* _Exercise text_:

↓↓↓

The Prodigy – Invaders Must Die

A Generation’s Music, Jilted

For those who thought that 2004’s lackluster Always Outnumbered, Never Outgunned wasn’t enough proof that acts other than The Prodigy should revisit the (few) past glories of big-beat electronica—well, there they go again. An awkward, passive-aggressive album, Invaders Must Die neither kicks contemporaries off the bandwagon The Prodigy helped construct, nor accedes and goes along for the ride.

Rare are the moments that hearken directly back to their mid-1990s breakthrough The Fat of the Land, with good reason: That album’s digital pop stomp, about as zeitgeist-y as it gets, will never be recreated. There are a few poor imitations of ancient single “Firestarter;” the pounding title track almost works, etched with the same misanthropy as “Smack My Bitch Up” and a subversively catchy synth hook as subtle as a teapot at boiling.

When The Prodigy aren’t otherwise cribbing from cookie-cutter single factories of their heyday (listen to “Run with the Wolves,” “Piranha” and in particular “Stand Up,” which works much better as Fatboy Slim’s big-beat-as-big-band), they drown Invaders Must Die in layers of blog-house goop. Songs like “Omen Reprise” and “Colours” pull so many booming, distorted electronica conceits from Does It Offend You, Yeah? and Justice—themselves mere pretenders—that it seems The Prodigy are in danger of eating their own collective tail.

The best material here, surprisingly, comes with sounds imported from a whole other era: the visceral late-’80s and early-’90s techno that predated big beat and first garnered The Prodigy attention. The tinkly bells of second single “Omen” and the minor keys and reggae toasters of “Thunder” and “Take Me to the Hospital” once found a home in the darkened house of “Charly” and “Out of Space.” Along with album nexus “Warriors Dance,” one ponders the results of a full-blown homage to the days of old comps like Only for the Headstrong. Instead, Invaders Must Die is a hit-or-miss album, meaning it might as well be one big miss.

↑↑↑

* _Action item 1_:
Rewrite the Invaders Must Die review from "For those who" to "teapot at boiling.", inclusive, swapping "teapot" for "kettle".
* _Action item 2_:
Answer these questions using the Invaders Must Die review.
(a) Which 2004 album does the review call lackluster?
(b) Which song is described as the second single?
(c) Which old compilation is named in the final paragraph?

* _Available data_:

↓↓↓

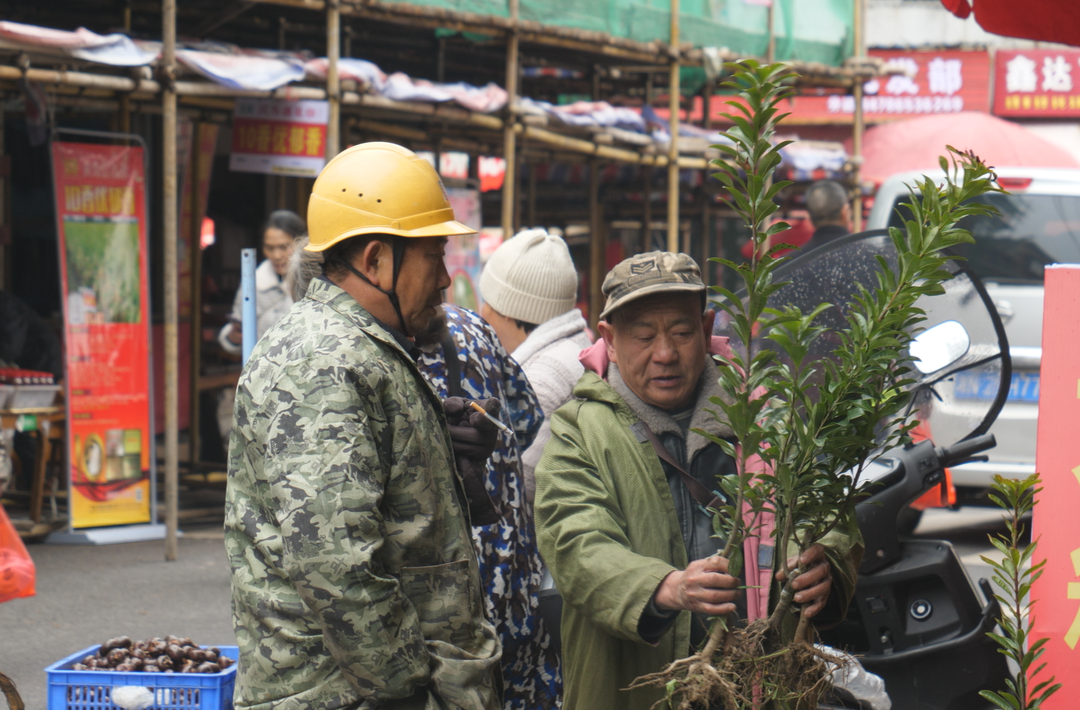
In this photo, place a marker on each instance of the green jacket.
(609, 533)
(354, 579)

↑↑↑

* _Task response 1_:
For those who thought that 2004’s lackluster Always Outnumbered, Never Outgunned wasn’t enough proof that acts other than The Prodigy should revisit the (few) past glories of big-beat electronica—well, there they go again. An awkward, passive-aggressive album, Invaders Must Die neither kicks contemporaries off the bandwagon The Prodigy helped construct, nor accedes and goes along for the ride.

Rare are the moments that hearken directly back to their mid-1990s breakthrough The Fat of the Land, with good reason: That album’s digital pop stomp, about as zeitgeist-y as it gets, will never be recreated. There are a few poor imitations of ancient single “Firestarter;” the pounding title track almost works, etched with the same misanthropy as “Smack My Bitch Up” and a subversively catchy synth hook as subtle as a kettle at boiling.

* _Task response 2_:
(a) Always Outnumbered, Never Outgunned
(b) "Omen"
(c) Only for the Headstrong